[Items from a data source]
⟨
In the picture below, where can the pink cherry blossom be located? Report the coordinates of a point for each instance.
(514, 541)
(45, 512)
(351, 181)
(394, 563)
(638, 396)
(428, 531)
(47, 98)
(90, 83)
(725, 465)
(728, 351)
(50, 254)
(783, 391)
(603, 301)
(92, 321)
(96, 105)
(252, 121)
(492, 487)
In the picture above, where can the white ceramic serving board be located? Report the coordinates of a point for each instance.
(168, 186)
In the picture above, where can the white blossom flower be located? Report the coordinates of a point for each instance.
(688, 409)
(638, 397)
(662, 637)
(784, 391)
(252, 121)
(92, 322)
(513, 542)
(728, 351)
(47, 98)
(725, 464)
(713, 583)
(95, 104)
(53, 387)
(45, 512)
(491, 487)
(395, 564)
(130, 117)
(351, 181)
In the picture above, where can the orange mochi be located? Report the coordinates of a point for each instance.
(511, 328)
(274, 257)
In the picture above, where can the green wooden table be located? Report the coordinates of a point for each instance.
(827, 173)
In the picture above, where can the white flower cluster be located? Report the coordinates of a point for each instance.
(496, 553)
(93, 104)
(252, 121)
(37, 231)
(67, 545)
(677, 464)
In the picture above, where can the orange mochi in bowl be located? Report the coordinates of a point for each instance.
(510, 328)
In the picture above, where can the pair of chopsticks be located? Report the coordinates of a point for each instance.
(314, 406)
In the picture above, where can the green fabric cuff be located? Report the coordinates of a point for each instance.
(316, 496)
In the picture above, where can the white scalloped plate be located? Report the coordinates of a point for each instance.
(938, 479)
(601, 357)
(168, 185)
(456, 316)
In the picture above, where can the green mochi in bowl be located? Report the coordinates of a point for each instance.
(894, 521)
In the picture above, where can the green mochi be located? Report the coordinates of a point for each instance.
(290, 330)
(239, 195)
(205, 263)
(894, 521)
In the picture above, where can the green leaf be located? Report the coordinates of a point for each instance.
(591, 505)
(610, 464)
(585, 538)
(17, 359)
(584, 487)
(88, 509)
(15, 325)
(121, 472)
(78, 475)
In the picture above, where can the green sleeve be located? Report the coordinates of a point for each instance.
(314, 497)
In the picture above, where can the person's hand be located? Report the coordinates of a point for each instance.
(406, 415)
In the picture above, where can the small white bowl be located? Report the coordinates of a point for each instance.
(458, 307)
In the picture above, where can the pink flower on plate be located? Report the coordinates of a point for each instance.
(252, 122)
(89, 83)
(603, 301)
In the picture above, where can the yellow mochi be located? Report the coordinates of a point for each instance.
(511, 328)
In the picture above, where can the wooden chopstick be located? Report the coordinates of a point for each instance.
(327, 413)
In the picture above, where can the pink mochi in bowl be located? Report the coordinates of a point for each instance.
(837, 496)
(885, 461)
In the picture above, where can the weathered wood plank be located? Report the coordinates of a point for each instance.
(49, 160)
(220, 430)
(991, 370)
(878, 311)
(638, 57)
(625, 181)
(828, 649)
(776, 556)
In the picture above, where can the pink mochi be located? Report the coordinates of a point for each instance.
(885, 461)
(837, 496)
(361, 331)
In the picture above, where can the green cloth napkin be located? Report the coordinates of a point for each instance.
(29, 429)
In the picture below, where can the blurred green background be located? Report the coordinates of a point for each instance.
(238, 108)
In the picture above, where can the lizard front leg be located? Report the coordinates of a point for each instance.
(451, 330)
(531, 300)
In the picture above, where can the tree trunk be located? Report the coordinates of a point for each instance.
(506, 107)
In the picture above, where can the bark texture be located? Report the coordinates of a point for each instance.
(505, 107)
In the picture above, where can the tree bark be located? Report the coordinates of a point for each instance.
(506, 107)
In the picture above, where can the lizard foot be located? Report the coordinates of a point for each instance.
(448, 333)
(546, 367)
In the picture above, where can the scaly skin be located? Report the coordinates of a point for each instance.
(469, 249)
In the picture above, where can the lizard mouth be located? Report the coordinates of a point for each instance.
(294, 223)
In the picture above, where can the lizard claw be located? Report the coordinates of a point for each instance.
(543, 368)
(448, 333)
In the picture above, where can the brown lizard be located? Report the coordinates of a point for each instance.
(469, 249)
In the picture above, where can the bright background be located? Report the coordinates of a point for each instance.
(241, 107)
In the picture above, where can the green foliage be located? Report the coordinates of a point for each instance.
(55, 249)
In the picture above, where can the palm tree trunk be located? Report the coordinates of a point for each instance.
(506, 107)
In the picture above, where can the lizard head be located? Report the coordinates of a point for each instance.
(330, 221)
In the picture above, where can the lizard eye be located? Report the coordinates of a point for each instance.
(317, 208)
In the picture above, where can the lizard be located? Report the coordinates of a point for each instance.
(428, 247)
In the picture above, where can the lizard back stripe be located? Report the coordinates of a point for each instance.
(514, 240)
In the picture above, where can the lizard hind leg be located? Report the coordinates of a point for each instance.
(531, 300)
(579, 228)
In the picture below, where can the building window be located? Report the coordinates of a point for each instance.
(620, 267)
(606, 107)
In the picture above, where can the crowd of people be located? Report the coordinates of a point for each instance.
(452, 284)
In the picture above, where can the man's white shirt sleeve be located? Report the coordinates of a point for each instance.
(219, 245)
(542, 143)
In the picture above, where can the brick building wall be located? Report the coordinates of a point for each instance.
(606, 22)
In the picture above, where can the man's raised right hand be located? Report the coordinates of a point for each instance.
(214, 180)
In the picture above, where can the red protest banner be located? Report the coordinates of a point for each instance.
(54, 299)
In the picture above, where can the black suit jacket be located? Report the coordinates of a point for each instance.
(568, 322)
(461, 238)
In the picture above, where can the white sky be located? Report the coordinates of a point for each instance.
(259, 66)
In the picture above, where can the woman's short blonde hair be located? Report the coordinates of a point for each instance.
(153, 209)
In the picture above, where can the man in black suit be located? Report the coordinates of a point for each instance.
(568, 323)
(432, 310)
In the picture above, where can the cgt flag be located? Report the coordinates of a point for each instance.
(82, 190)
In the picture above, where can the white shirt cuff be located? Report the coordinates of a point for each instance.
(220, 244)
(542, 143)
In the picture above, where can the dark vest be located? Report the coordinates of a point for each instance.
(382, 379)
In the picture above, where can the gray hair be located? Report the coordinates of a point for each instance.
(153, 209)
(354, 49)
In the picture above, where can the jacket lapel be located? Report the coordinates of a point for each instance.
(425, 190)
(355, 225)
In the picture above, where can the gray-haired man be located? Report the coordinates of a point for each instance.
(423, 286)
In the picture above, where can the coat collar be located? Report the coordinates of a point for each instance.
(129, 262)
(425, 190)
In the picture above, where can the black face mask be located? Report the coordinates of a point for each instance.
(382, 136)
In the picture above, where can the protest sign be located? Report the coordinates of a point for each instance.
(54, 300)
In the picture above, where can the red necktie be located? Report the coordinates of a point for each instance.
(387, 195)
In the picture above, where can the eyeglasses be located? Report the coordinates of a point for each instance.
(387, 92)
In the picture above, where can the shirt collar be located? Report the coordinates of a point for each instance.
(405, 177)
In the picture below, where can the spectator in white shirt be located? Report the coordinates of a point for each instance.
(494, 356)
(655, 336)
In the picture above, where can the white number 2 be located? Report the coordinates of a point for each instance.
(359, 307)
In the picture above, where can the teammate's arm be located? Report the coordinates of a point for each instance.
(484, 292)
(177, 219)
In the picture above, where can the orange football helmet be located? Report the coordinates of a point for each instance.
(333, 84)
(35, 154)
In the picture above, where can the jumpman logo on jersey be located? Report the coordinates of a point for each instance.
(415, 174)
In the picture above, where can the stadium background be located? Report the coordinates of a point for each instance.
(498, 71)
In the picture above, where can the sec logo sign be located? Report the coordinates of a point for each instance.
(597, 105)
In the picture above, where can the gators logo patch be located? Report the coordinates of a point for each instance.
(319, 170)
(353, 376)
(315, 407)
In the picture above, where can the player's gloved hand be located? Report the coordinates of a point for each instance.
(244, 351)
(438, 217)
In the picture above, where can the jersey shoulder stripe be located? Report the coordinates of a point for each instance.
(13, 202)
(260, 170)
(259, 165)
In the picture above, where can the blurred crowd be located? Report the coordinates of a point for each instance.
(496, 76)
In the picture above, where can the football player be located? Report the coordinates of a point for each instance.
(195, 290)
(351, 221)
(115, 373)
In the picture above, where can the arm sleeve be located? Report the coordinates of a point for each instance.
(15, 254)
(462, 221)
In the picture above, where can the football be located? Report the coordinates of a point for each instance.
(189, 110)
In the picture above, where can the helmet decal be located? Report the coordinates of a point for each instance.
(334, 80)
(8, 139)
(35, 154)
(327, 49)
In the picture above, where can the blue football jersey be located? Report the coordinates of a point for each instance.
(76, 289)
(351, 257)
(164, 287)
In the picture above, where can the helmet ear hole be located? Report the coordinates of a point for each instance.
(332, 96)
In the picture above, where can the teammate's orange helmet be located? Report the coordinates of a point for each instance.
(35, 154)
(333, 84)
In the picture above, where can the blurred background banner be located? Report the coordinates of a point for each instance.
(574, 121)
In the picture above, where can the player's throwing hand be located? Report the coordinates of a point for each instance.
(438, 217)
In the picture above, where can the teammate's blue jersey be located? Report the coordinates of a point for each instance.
⟩
Convert the part of the records that opens with the line containing "In the picture above, where can the player's throwing" and runs through the end of the records into a JSON list of strings with one string per line, leaving out blank lines.

[
  "In the picture above, where can the player's throwing hand be located? Report the coordinates of a point for each instance.",
  "(438, 217)",
  "In the picture above, where can the teammate's blue jersey be located? Report the coordinates of a point for each instance."
]